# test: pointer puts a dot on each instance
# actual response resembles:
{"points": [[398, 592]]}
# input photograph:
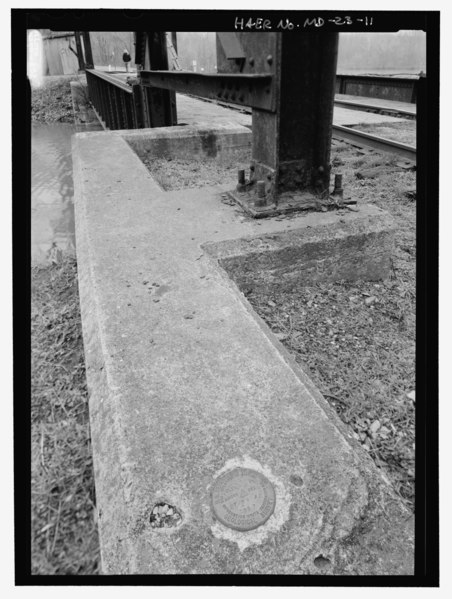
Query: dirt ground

### [Work to complete]
Word-for-word transcription: the whole listing, with images excluded.

### [Solution to the problem]
# test: pointer puts a dot on each instance
# actual response resembles:
{"points": [[398, 592]]}
# input photograph:
Query: dirt ground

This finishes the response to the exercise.